#### [AIM OF THE EXERCISE]
Do not include the pictures; repeat the rest of the data exactly.

Referring expression pointing data:
--*--
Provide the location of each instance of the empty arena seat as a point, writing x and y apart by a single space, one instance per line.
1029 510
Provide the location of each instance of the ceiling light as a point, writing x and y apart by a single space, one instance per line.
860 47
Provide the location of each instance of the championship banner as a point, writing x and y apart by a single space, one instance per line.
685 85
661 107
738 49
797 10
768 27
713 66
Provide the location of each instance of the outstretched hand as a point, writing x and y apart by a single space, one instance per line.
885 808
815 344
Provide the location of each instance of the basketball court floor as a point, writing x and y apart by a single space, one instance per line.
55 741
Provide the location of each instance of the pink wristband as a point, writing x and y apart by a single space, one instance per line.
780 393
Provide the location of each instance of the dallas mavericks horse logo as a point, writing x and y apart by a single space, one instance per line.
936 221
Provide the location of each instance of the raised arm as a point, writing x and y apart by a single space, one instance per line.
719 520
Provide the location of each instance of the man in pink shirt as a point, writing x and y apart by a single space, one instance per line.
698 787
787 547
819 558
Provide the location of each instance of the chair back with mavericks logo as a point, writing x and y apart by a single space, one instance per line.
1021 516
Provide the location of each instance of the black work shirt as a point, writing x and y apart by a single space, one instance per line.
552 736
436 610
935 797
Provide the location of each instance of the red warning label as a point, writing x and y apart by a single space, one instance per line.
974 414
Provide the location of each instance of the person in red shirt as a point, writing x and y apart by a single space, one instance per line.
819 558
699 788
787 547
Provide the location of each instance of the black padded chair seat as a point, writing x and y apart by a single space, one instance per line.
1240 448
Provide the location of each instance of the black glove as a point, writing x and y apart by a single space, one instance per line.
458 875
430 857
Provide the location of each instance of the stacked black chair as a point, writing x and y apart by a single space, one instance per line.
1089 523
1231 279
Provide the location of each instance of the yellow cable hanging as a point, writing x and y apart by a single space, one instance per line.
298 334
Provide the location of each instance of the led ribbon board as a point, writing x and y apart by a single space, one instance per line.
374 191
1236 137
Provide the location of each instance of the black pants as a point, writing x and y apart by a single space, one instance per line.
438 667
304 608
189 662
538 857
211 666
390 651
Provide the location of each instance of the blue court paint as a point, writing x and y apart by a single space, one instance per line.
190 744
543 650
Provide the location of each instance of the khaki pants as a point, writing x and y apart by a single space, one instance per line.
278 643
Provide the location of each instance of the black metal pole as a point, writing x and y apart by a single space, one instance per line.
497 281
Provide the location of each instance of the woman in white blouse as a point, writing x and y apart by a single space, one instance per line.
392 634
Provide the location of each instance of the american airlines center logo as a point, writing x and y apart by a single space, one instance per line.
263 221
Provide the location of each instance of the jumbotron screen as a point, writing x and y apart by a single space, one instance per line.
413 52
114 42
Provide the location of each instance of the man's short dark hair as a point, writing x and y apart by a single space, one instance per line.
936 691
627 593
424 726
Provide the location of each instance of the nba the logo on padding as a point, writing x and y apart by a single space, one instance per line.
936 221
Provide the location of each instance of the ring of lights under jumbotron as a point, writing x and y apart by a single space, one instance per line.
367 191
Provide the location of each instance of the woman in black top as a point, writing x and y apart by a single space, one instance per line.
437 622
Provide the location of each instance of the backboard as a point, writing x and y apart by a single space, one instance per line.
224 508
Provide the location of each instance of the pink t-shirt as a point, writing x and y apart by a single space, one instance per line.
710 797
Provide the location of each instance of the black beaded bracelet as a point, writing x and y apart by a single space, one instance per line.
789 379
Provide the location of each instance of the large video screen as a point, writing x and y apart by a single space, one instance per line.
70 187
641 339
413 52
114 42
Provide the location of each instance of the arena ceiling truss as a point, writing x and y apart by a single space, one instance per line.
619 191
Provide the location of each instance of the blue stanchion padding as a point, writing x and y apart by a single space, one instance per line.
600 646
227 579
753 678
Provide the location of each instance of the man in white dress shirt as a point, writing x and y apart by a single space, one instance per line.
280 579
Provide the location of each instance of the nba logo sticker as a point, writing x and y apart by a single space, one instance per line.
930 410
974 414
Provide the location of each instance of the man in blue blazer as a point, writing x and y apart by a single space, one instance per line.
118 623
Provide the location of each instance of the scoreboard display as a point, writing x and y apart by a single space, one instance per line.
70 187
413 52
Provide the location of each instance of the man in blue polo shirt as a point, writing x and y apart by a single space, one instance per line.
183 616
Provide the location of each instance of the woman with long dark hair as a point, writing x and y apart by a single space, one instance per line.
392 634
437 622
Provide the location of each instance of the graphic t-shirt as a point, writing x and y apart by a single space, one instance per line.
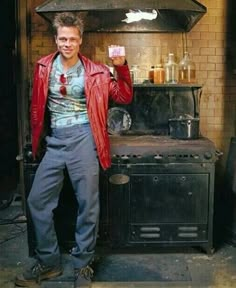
66 99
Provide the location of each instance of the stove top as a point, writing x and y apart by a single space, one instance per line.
161 148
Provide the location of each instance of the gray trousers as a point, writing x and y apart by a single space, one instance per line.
72 148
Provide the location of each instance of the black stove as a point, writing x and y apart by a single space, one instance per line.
160 149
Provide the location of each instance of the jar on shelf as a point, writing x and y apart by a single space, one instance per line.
171 70
187 69
159 74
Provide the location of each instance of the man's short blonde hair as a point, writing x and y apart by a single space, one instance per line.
68 19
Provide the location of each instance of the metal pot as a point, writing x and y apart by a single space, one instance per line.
181 128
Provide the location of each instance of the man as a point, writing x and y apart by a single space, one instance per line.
75 91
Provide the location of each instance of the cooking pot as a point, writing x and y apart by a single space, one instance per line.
184 128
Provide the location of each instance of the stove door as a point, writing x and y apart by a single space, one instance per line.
168 207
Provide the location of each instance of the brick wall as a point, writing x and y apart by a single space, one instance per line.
210 42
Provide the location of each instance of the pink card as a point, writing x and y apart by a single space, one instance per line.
116 51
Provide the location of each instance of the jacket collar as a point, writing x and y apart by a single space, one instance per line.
89 66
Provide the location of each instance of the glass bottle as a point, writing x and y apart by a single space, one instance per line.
159 74
171 70
187 69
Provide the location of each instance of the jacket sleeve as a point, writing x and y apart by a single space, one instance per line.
121 89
--*--
#### [THE COMPLETED TASK]
Provide the location of each instance of the empty arena seat as a point, writing x and y apart by a single space, one instance per line.
1029 510
Provide the location of each instance of the ceiling light as a point, writing x and y apart by a single space, one instance per line.
860 47
Provide the location of each instance of the championship banner as a point, writing x and y apart by a single space, one instance per line.
685 85
661 107
738 49
797 10
768 27
713 66
Provide the location of each instance of the outstretched hand as a point, writing x and y apart by a single space, one instance per line.
885 808
815 344
Provide the location of each instance of the basketball court floor as a point, writing x and y apart by a single space, one instance per line.
55 741
Provide the location of each instance of the pink wristband as a point, writing x and y apart by a single space, one instance per line.
780 393
Provide the location of each instance of the dallas mavericks horse logo as a point, writing x and y apart by a single space, one instance per line.
936 221
Provide the location of each instance of the raised arm as a point, writing x and y apart by a single space, one instance per line.
719 520
Provide the location of each instance of the man in pink shirt as a point, writing x and y apart by a single space, one instance per line.
698 787
787 547
819 558
Provide the location of each instance of the chair back with mavericks logo as a point, writing x and y apart by a single space, one instance per line.
1021 516
Provide the location of each instance of the black work shirt as a point, writing x and y apart by a single space, one instance per line.
552 736
436 610
935 797
Provide the location of each instance of the red warning label as a point, writing x and y apart by a single space, one instance per line.
974 414
Provide the location of each instance of the person in red shirt as a point, writing x and y apart by a single space, one instance per line.
819 558
699 788
787 547
Provide the location of each instance of the black padded chair seat as a point, writing x and y apart by a single space, one instance per line.
1240 448
Provide the location of each instance of the black glove as a point, writing x and y apart by a single space, one instance per line.
458 875
430 857
Provide the location of each instance of the stacked black chair as a point, writing x and y apart by a single space, one instance per line.
1089 523
1231 279
Provide the location of each instance of the yellow cable hanging as a point, writing x and y apart by a single space, one instance per line.
298 334
Provide the location of each instance of the led ribbon board as a point, writing x and y apart by a single space, one instance per line.
374 191
1236 137
Provide the location of each instance of the black pants as a point, writing x and y apart by a single space, one instance per line.
438 667
304 608
189 662
538 857
211 666
390 651
Provide the location of each instance of the blue court paint as a point, writing x and y apart by a single space, one instance per line.
190 744
543 650
Provide the location of each instance of the khaki pants as a point, writing x and y apart by a single space, one instance per line.
278 643
Provide the location of each instance of the black metal pole as a point, writing x and y apart by a single space, one instance per line.
497 281
Provide the location of each instance of the woman in white blouse as a point, writing x and y apart by a single space, one instance per line.
392 634
Provide the location of each instance of the american airlines center logo as a point, writing x and y apart by a single space, one instance per line.
263 221
Provide the location of each instance of the jumbotron screen as a point, writing x and y apart by a single space, one instance per line.
413 52
114 42
Provide the location of each instance of the man's short dark hair as a point, writing x and y apart by a single space, one instance per line.
936 691
627 593
424 726
Provide the location of each instance of the nba the logo on padding as a point, writing x and y apart by a single space, one instance per line.
936 221
Provide the location of each instance of the ring of lights under jumbotron as a point, writing x and y apart by a single space, one instance per line.
367 191
Provide the location of each instance of the woman in black top as a point, writing x and y apart by a single space, one instance per line.
437 622
Provide the location of each instance of the backboard as a point, writing x and y apart by a single space, one instance per line.
224 508
Provide the location of each instance of the pink t-shirt as a point, writing x and y apart by a single space, one instance per line.
710 797
Provide the location of each instance of the black beaded bracelet as a point, writing x and y apart by a single space, one instance per line.
789 379
Provide the location of each instance of the large video screen as a point, writing x and y apart by a single space, one instance per line.
70 187
641 339
413 52
114 42
Provide the location of each instance of the arena ceiling truss as a point, writing x and y apart by a single space, one instance per line.
619 191
Provide the location of each instance of the blue stanchion padding as a point, writing x and y apart by a single space, one instance per line.
600 646
227 579
753 678
Provide the location of each instance of the man in white dress shirt as a point, writing x and y apart by a single space, one instance per line.
280 579
Provide the location of each instance of the nba logo sticker as a point, writing x and y apart by a single space, one instance per line.
930 410
974 414
Provide the location of each instance of the man in blue blazer as a point, writing x and y apart by a single space, one instance per line.
118 623
Provide the location of each instance of the scoreboard display as a point, writing x and y apart by a single space, one instance per line.
70 187
413 52
Provide the location of each instance of the man in blue polo shirt as a point, writing x and y apart by a single space, one instance per line.
183 616
Provide the location of each instance of the woman with long dark hair as a point, writing x and y apart by a single space, one instance per line.
392 634
437 622
Provide the location of each instance of the graphic t-shirt as a point, writing x and y apart by a single space, one instance per line.
66 99
Provide the location of each instance of the stove top as a point, writing x and y apart by a single space, one instance per line.
161 148
Provide the location of each instance of the gray trousers as a point, writing x and y apart by a single space, one instance per line.
72 148
Provide the location of each instance of the black stove as a point, writing x and y apart by a single space, one instance per line.
160 149
Provide the location of each instance of the jar on shelf as a point, writing x and y apart by a single space, one instance per line.
171 70
187 69
159 74
Provide the location of each instance of the man's short blonde hair as a point, writing x and y apart by a single space, one instance per line.
68 19
Provide the location of each instance of the metal pot as a point, writing x and y apart by a single space, one instance per line.
181 128
Provide the location of each instance of the man as a point, writing x and y apart by a single space, one instance per line.
75 91
Provide the location of each instance of the cooking pot as a point, writing x and y apart by a single space, one instance per line.
184 128
Provide the location of each instance of the stove door as a point, writing x and y apart by a single space, one instance per line.
168 207
Provide the location of each instance of the brick wall as a point, writing x and y apart by a single space, one instance per line.
210 42
Provide the location of each instance of the pink card as a point, writing x and y apart by a single space, one instance per line.
116 51
Provide the location of each instance of the jacket collar as a point, writing x and y apart by a single space, one instance per line.
89 66
Provide the location of each instance of the glass bottle as a point, writing x and y apart by a single space, one instance per line.
159 74
171 70
187 69
Provide the location of each instance of the jacket sleeve as a point, writing x and y apart by a single space, one instance per line.
121 89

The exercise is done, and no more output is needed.